DOCUMENT PASSAGE
A blockbuster deal may be inching closer to approval.
The Dept. of Justice is nearing an affirmative decision to CVS Health’s acquisition of Aetna, according to a Wall Street Journal report citing sources familiar with the matter. WSJ’s sources said the final approval could come in the next several weeks.
The report noted that clearing the DOJ’s antitrust hurdles could require the companies to sell off assets having to do with Aetna’s Medicare offerings. WSJ said that WellCare Health Plans is one company in talks as a potential buyer of divested assets.
A CVS Health spokesperson referred Drug Store News to comments an earnings call in early August, in which CVS Health president and CEO Larry Merlo noted that he was expecting the deal to close in the third or fourth quarter, and that divestitures had been part of the expected deal since it was announced.
In December, he said, “we contemplated a range of possibilities in the limited [Medicare Part D prescription drug plans] area in which both CVS and Aetna offer plans, and we determined the impact of any divestitures would not be material to the deal model.”

RECORDS PROVIDED
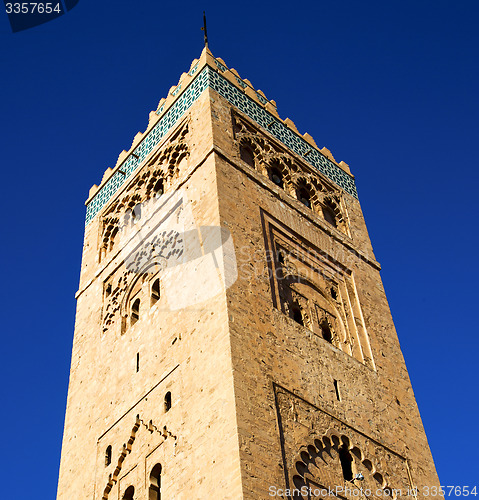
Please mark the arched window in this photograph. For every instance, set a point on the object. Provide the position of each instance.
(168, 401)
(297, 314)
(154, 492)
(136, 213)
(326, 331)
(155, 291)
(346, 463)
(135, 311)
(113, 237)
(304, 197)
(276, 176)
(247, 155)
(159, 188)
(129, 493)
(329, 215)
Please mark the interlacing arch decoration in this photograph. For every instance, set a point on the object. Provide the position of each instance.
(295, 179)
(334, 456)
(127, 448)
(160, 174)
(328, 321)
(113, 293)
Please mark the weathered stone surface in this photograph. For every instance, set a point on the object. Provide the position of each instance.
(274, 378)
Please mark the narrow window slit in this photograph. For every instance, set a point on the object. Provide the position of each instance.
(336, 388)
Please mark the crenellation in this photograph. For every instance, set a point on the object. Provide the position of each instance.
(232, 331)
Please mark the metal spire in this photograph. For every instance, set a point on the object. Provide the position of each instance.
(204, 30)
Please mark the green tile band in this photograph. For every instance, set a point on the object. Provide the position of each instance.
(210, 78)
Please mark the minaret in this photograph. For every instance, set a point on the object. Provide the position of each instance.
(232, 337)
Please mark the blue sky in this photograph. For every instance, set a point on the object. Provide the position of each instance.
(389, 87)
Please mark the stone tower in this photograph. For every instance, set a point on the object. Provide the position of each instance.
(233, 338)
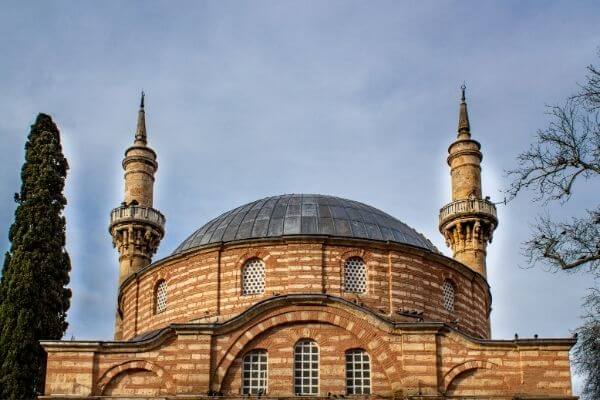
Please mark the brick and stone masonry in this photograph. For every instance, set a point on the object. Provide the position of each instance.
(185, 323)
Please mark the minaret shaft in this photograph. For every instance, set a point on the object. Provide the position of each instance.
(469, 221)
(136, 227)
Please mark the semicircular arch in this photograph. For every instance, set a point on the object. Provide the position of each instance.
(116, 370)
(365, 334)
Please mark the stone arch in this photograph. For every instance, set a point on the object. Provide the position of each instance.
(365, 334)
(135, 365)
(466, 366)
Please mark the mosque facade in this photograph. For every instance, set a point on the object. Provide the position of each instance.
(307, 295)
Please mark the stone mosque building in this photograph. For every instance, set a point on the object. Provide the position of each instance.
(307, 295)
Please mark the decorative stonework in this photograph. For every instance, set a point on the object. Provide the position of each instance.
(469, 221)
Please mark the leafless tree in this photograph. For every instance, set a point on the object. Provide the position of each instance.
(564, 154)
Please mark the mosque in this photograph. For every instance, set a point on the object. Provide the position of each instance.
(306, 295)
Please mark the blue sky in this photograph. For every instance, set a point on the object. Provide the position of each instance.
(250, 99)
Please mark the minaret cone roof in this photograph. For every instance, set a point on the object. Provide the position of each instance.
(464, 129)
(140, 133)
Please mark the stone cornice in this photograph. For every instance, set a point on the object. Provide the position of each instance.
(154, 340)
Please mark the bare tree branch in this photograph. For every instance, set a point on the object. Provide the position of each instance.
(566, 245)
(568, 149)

==

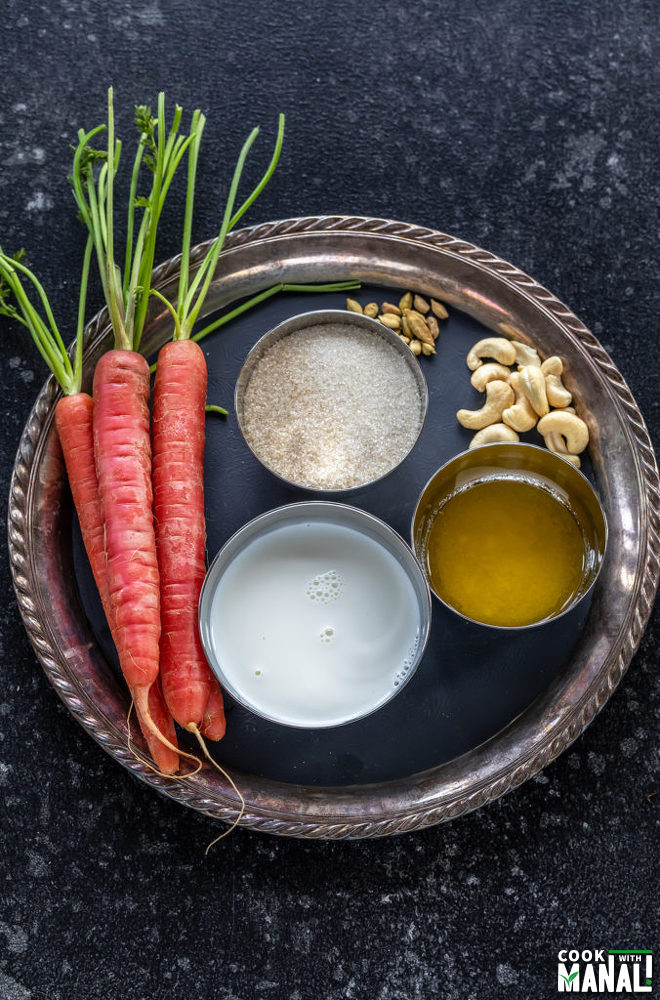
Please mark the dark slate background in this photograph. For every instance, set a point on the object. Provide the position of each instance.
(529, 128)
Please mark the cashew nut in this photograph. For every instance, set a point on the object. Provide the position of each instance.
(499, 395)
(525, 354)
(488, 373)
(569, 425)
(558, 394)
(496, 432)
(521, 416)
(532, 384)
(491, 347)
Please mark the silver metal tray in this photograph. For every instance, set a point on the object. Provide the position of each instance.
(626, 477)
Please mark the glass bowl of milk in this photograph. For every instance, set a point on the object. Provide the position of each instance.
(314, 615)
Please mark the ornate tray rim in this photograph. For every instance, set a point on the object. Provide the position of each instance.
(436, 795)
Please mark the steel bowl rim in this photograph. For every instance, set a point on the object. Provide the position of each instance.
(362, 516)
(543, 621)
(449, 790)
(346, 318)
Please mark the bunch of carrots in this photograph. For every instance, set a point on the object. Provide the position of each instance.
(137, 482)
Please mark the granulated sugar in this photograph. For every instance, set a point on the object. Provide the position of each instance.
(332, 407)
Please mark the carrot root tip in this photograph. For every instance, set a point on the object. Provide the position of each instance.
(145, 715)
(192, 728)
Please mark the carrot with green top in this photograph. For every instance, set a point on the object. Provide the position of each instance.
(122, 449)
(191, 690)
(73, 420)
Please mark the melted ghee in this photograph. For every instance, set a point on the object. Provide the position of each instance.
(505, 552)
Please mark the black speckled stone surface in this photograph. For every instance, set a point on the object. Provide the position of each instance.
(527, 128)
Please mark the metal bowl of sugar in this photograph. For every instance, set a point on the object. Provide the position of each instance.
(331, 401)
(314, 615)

* * *

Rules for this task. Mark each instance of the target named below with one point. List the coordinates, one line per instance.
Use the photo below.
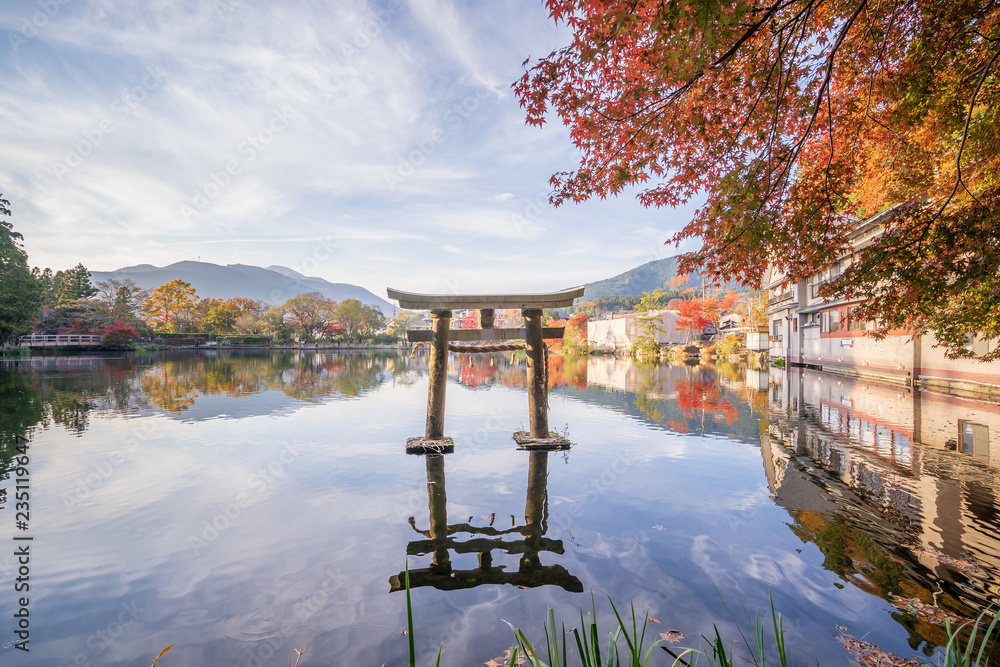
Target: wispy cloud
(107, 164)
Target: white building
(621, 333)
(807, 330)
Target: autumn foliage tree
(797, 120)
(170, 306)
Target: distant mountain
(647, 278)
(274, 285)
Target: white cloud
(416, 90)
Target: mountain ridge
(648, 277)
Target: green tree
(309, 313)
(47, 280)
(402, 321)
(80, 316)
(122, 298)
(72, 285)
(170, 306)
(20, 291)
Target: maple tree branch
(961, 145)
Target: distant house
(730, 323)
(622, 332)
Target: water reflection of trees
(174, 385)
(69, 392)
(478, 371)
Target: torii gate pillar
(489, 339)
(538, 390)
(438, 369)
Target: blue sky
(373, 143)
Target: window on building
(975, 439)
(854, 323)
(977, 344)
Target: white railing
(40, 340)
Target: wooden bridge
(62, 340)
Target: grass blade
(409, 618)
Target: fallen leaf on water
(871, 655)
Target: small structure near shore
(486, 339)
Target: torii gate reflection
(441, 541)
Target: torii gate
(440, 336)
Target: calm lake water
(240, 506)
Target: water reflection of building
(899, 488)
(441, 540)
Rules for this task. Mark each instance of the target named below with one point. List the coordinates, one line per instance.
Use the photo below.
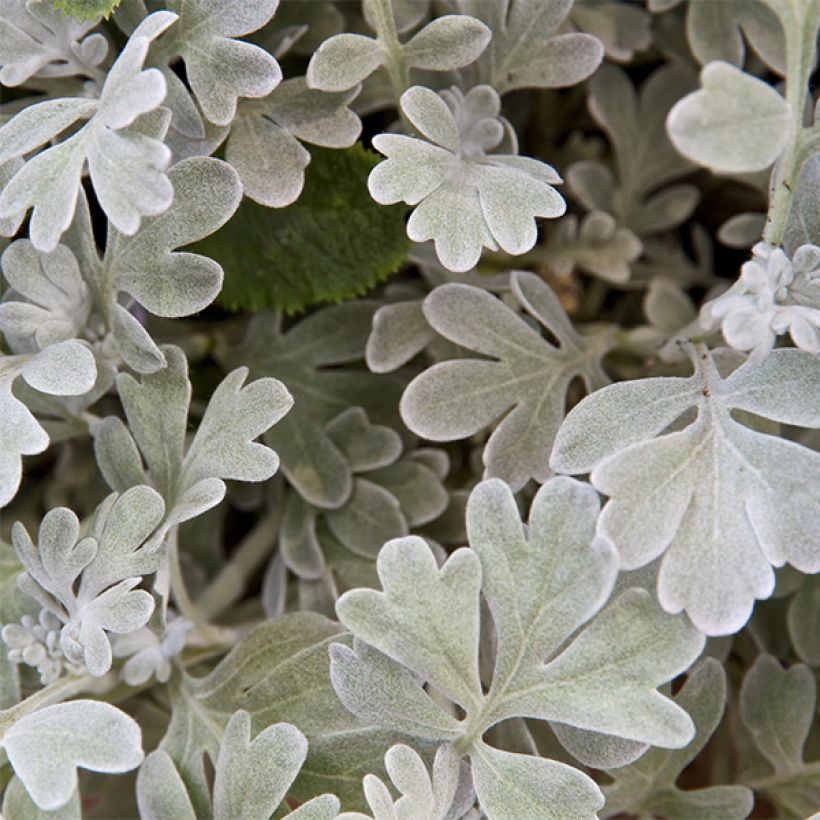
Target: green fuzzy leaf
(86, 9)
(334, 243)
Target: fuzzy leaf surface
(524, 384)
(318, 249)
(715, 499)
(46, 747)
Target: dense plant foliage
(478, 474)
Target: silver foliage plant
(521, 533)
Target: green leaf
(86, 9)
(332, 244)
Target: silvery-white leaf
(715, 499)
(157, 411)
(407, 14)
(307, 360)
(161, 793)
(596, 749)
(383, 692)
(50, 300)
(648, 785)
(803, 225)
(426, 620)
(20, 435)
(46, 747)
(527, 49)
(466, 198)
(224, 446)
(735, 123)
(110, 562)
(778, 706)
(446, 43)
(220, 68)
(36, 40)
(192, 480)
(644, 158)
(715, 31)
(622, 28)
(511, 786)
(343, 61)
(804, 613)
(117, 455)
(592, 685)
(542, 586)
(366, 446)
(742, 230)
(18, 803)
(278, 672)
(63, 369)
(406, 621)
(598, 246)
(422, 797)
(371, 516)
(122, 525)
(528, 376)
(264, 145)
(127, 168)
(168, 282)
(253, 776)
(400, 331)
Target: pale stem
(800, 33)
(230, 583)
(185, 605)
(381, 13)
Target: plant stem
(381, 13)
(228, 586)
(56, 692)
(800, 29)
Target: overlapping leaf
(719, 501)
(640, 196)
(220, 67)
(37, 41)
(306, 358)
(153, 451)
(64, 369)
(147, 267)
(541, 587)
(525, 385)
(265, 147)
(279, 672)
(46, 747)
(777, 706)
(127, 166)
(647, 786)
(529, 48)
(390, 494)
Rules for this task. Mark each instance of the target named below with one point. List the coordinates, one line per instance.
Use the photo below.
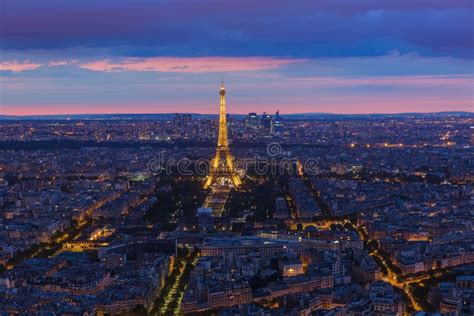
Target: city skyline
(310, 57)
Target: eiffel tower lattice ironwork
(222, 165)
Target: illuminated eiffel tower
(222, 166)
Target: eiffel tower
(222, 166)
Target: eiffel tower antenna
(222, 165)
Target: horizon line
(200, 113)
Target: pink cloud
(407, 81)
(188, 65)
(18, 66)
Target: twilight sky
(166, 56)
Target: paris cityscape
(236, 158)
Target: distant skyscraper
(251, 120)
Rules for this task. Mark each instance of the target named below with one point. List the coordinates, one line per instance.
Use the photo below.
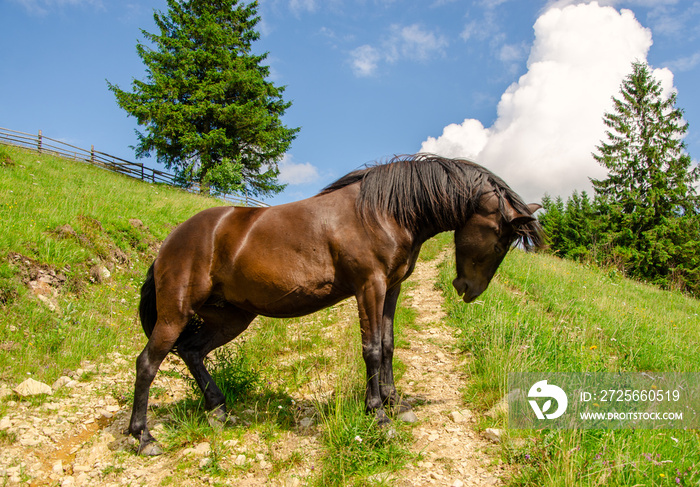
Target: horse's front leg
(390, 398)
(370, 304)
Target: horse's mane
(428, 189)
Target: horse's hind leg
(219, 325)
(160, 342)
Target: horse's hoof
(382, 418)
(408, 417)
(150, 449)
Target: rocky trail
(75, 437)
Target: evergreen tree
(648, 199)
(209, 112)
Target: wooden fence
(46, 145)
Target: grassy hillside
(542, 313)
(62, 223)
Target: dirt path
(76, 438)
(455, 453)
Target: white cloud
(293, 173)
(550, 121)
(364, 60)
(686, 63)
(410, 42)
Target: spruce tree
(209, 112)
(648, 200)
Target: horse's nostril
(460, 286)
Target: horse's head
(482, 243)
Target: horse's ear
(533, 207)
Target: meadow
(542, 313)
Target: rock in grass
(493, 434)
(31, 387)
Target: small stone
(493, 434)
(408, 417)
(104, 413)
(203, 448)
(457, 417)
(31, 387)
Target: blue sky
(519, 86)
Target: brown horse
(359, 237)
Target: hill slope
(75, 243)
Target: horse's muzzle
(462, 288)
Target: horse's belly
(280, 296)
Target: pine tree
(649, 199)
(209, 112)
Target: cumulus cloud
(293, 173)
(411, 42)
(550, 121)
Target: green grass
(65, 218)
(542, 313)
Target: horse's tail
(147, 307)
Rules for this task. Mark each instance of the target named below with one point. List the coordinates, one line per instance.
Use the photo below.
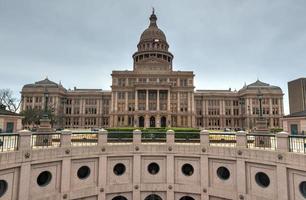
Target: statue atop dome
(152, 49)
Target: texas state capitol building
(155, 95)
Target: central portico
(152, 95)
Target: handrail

TASKS TO PERFORM
**A.** According to the article on the CVS–Aetna deal, which company is in talks as a potential buyer of divested assets?
**B.** For each statement below, say whether it agrees with the article on the CVS–Aetna deal, and quote the words of the article that decide it. (i) The final approval could come in the next several weeks, according to the Wall Street Journal's sources. (ii) Larry Merlo expected the deal to close in the first or second quarter. (iii) Divestitures were a late addition that had not been part of the expected deal when it was announced.
**C.** Output the portion of the article on the CVS–Aetna deal starting at "The Dept. of" and ending at "it was announced.", copied word for word.

ANSWERS TO THE PROBLEMS
**A.** WellCare Health Plans

**B.**
(i) Yes: "the final approval could come in the next several weeks"
(ii) No: "he was expecting the deal to close in the third or fourth quarter"
(iii) No: "divestitures had been part of the expected deal since it was announced"

**C.**
The Dept. of Justice is nearing an affirmative decision to CVS Health’s acquisition of Aetna, according to a Wall Street Journal report citing sources familiar with the matter. WSJ’s sources said the final approval could come in the next several weeks.
The report noted that clearing the DOJ’s antitrust hurdles could require the companies to sell off assets having to do with Aetna’s Medicare offerings. WSJ said that WellCare Health Plans is one company in talks as a potential buyer of divested assets.
A CVS Health spokesperson referred Drug Store News to comments an earnings call in early August, in which CVS Health president and CEO Larry Merlo noted that he was expecting the deal to close in the third or fourth quarter, and that divestitures had been part of the expected deal since it was announced.